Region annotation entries
+++++

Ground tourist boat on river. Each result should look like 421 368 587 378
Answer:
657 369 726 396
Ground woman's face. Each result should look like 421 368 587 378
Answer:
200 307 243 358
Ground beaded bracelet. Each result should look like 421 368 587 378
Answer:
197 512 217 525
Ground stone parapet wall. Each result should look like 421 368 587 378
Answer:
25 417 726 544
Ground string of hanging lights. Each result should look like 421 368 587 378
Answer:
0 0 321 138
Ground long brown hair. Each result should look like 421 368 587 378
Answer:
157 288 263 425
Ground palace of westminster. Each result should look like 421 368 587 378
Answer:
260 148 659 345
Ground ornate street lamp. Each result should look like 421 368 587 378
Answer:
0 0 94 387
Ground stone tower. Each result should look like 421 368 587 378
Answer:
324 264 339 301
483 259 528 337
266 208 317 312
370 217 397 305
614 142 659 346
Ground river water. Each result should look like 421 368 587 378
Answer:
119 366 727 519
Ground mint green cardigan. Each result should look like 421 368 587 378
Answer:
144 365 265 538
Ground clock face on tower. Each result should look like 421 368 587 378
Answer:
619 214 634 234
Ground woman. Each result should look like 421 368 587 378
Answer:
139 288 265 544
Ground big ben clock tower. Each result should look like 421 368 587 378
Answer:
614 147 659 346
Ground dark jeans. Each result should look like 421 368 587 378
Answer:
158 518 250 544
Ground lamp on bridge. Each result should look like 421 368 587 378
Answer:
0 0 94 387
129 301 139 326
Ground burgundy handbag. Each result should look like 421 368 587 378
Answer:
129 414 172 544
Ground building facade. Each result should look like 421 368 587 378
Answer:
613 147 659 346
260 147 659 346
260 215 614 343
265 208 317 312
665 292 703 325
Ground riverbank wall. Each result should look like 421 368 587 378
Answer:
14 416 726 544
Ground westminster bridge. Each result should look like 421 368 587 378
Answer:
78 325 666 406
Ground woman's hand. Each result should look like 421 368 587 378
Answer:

+++++

REQUEST
Rescale part of the listing, starting at the line that contains "Ground clock face" and ending with the last line of the listing. Reproduce every line, requests included, but multiply each bounding-box coordinate in the answers by 2.05 and round to whole numbers with halves going up. Leave the requests and their format samples unchanged.

ANSWER TO THIS TASK
Ground clock face on tower. Each result should look like 421 368 587 378
Answer:
1269 439 1300 480
Ground woman. Each result should look like 421 368 587 378
Answer:
285 590 543 1115
Ground big ben clock tower. Each result should look like 421 368 587 378
Answer:
1259 301 1351 709
Ground dark jeans. Each result should look like 421 368 587 378
Answer:
324 1062 513 1115
Ground lamp on bridge. Each result should look like 421 368 587 378
Answer:
0 0 193 793
264 617 285 668
Ground burgundy handbag. Each result should look like 421 368 587 378
Answer:
264 849 353 1115
Ground building facade. Each result should look like 421 368 587 378
Answer:
1257 301 1351 709
533 301 1351 709
533 441 1259 703
543 426 650 640
1363 599 1441 666
Ground riverbank wall. Each result should look like 421 368 587 378
Answer:
29 853 1488 1115
Ground westminster bridge. Each result should look like 421 368 587 378
Answer:
160 666 1365 832
Ground woman's hand. Each result should look like 421 368 587 378
Answer:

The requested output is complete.